EXCERPT TO READ:

%%

Additional considerations
* Multicast may be available
* Gateways are not competitors

Discussion: Is this what people had in mind for Gateway Registration Protocol? Henning said that this may be a slightly different problem, thus perhaps a different protocol may be applicable. Jonathan replied that this doesn't seem to be intra-domain - it appears to be inter-domain. Columbia owns the policy. From a carrier's perspective, the "Gateways are not competitors isn't applicable" and points to this being a different problem. Thus, the requirements introduced by this scenario don't seem to apply.

Henning replied that the requirements are looser, but that doesn't mean the same protocol wouldn't apply.

Cullen Jennings asked whether this would be delivering availability information. Henning responded yes. Update frequency is a protocol parameter that depends on the size of the network. A question was made as to whether, in the model, you expect capacity updates to be sent to all proxies out there? If you expand connectivity, you don't want this data to go to all servers. Not scaleable. Henning replied that you have the scalability problem regardless. This solution (SLP) might do better as it assumes multicast is available.

Another question was about the loosely maintained central admin point - you need much more clear boundaries. Henning replied that it doesn't matter where the information resides; it matters who controls the information. Separate administration from policy control. The gateway is the one with the ultimate decision.

Jonathan said that if you want the gateway to register with lots of proxies, then you need multicast. But, for a single service provider, this is NOT a problem. Henning said that you can pick longer intervals if there are lots of updates. It's more of a protocol tuning issue as to how many messages you can tolerate. Unless protocol has a built in restriction on message frequency. Only really difference is per message overhead (eg. TCP connection setup). Not an issue. Jonathan said that if you're concerned with lots of elements, then certainly multicast is desireable. For a smaller amount of elements, TCP is fine. Henning said that his proposal supports any mechanism. Jonathan said that TRIP doesn't support UDP. Thus, if you need lots of updates, then you are adding an additional requirement. You've got to limit scenarios and limit scope of solution.

Jonathan said that he doesn't think this is the problem that needs to be solved. This doesn't match the charter, although it is an interesting problem.

%%

PROBLEM REQUIREMENTS:
Reproduce the passage from the gateway discussion notes word for word, starting with "Additional considerations" and going on through "seem to apply.".

INFORMATION SUPPLIED:
%%

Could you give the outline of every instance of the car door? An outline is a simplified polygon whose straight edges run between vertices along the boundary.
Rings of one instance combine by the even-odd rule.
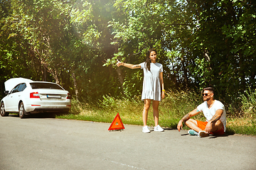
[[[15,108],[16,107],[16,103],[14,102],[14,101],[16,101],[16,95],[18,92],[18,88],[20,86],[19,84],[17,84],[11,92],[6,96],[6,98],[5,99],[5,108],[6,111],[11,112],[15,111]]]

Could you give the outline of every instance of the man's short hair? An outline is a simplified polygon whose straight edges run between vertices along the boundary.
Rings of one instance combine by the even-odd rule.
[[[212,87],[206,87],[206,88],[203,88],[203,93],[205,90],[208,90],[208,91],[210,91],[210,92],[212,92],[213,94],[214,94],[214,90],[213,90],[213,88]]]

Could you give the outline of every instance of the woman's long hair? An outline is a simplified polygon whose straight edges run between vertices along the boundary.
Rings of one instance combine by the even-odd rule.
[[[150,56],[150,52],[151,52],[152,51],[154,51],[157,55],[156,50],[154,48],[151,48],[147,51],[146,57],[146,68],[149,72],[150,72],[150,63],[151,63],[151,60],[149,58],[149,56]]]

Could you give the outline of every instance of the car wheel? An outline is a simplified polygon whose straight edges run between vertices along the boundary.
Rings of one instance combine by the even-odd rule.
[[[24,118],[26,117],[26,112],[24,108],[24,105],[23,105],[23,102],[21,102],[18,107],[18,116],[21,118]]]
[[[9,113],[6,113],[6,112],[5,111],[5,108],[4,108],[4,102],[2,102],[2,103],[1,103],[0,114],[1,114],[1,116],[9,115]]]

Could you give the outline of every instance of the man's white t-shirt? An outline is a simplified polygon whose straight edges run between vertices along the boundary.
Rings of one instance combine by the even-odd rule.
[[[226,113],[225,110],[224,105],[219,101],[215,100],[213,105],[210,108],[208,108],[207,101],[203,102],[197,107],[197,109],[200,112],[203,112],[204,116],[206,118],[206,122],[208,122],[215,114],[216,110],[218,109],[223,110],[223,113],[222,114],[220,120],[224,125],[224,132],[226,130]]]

%%
%%

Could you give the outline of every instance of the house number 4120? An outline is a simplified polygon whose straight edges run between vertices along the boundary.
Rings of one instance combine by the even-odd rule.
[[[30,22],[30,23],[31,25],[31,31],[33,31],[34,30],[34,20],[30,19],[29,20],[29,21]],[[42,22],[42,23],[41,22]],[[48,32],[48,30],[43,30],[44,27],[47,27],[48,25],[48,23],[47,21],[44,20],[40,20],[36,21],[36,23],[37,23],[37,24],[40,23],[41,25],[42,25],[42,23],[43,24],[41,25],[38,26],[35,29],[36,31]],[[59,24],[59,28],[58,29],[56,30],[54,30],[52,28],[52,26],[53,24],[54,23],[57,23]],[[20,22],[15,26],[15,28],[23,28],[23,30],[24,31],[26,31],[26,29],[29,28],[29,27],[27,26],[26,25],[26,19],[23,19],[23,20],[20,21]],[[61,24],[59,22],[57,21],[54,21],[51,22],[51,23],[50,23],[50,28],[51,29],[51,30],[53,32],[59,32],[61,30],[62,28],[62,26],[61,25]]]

%%
%%

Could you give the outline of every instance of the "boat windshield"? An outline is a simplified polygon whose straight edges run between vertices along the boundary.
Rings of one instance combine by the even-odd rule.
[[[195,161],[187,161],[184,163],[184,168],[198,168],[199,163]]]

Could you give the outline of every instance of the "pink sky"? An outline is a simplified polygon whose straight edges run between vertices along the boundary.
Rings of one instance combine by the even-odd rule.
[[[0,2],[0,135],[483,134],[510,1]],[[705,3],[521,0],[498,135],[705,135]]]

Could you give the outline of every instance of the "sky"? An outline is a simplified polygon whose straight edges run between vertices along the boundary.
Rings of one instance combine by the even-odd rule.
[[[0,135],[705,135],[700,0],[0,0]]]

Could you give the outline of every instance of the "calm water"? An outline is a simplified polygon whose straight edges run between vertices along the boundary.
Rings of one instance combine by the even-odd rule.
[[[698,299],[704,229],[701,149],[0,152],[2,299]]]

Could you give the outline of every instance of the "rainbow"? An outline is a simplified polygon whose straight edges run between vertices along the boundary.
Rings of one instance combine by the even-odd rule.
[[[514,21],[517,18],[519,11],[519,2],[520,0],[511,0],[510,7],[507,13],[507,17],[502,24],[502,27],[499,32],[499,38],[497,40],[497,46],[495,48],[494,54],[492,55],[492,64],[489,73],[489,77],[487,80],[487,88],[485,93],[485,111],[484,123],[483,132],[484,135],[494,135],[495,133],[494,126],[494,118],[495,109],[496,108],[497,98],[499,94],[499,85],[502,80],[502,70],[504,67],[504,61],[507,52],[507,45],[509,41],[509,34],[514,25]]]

%%

EXERCISE OUTPUT:
Additional considerations
* Multicast may be available
* Gateways are not competitors

Discussion: Is this what people had in mind for Gateway Registration Protocol? Henning said that this may be a slightly different problem, thus perhaps a different protocol may be applicable. Jonathan replied that this doesn't seem to be intra-domain - it appears to be inter-domain. Columbia owns the policy. From a carrier's perspective, the "Gateways are not competitors isn't applicable" and points to this being a different problem. Thus, the requirements introduced by this scenario don't seem to apply.